WHAT NEEDS TO BE DONE: Copy the entries below, swapping every "identified" for "marked" and leaving everything else as it is.
● ● ●
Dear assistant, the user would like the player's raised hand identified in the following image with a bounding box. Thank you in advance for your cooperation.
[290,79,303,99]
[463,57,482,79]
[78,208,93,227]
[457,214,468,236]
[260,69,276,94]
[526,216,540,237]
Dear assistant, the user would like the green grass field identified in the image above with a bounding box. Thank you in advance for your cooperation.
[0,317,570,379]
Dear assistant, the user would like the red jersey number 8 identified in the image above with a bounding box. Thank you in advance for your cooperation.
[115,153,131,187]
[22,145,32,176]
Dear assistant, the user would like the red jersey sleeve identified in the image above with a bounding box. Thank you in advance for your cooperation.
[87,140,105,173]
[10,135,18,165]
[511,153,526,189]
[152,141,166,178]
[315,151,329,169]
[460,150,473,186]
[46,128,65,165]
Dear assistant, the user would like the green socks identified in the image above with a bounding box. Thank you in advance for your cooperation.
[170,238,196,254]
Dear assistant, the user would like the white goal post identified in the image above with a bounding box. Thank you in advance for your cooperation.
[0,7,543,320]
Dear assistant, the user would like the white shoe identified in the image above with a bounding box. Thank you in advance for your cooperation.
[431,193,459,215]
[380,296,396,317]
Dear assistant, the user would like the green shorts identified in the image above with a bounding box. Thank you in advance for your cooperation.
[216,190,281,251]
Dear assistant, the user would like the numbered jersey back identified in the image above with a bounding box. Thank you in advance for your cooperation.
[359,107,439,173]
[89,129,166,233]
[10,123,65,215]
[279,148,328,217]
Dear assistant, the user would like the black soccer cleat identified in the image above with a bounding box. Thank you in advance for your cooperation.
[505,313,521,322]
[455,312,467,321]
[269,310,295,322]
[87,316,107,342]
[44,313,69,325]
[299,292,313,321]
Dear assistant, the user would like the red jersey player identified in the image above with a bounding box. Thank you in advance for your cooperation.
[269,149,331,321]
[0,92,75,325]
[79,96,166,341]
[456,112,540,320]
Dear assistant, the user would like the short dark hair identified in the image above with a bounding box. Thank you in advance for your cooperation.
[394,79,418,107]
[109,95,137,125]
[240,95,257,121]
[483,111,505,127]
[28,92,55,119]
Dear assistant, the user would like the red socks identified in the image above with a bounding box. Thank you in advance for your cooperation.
● ● ●
ANSWER TO THIS TASK:
Dear assistant, the user would like the player's raised hand marked in the following image with a bounding box. Thank you in advance for your cooperation.
[290,79,303,99]
[463,57,482,79]
[78,208,93,227]
[457,214,468,236]
[260,69,276,94]
[526,216,540,237]
Dear assistant, the user would like the green grass field marked in the image above with a bounding box. Thank you in advance for your cooperation.
[0,317,570,379]
Dear assistant, the user would like the red jersey number 8 marked in the image above with a bounding box. Thank you in advance for your cooperation.
[115,153,131,187]
[22,145,32,176]
Dear assistant, the user would like the red jersey sleeve marked in the image above with a bounding box. Thank you in advance for your cooperation.
[87,140,105,173]
[10,135,18,165]
[511,153,526,189]
[152,141,166,178]
[315,151,329,169]
[460,150,473,186]
[46,128,65,165]
Dear assistant, the user would like the green socks marked in the image above with a bounding box. Thank you in advance for your cooperation.
[170,238,196,254]
Dear assistant, the user would like the white goal post marked in the image above with a bounding box. Thank you in advance for your cooperation.
[0,7,543,320]
Dear assistant, the user would like the white shoe marked in the image above with a bounding box. Thank you in advance for your cooperation.
[431,193,459,215]
[380,296,396,317]
Dear assistant, the user would like the green shorts marked in the image above with a bounding box. Thank you in advance for your cooperation.
[216,190,281,251]
Dear assistant, the user would like the numbered jersey back marked in the image above with a bounding box. Thank you in advance for your cooperation.
[359,107,439,173]
[89,129,166,233]
[10,123,65,215]
[279,148,328,217]
Dear assistant, the user would like the black soccer cleat marked in the image above with a bounding box. Thank you in advance for your cooperation.
[505,313,521,322]
[455,312,467,321]
[269,310,295,322]
[87,316,107,342]
[44,313,69,325]
[299,292,313,321]
Dear assistant, the user would like the red jersey player marked in the image above with a bounding box. Thank you in advance for your cooperation.
[269,149,331,321]
[0,92,75,325]
[79,96,166,341]
[456,112,540,320]
Dear assistant, the user would like the short dark hair marked in the image above with a bounding box. Thank you in advance for your cooperation.
[394,79,418,107]
[109,95,137,125]
[240,95,257,121]
[483,111,505,127]
[28,92,55,119]
Dear assistant, the user would like the red socks marked in the image above with a bounding box. Thank you in advance for your cooperation.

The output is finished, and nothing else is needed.